(Stored items)

-=-=-=-=-

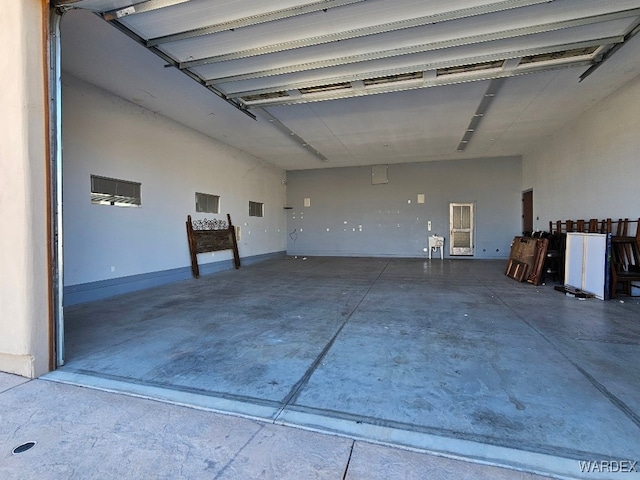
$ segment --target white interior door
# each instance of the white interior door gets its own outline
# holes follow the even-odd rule
[[[473,255],[474,204],[449,204],[449,254]]]

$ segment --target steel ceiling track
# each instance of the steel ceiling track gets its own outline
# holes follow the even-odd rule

-=-=-=-=-

All the lines above are to be reproduced exactly, except the pictures.

$ segment --target white interior door
# each instance of the white interior door gets its own outline
# holes follow the even-odd rule
[[[473,255],[474,204],[449,204],[449,254]]]

$ segment --target steel ceiling track
# each instance of the steel ceiling track gets its own outline
# holes follow the even-odd rule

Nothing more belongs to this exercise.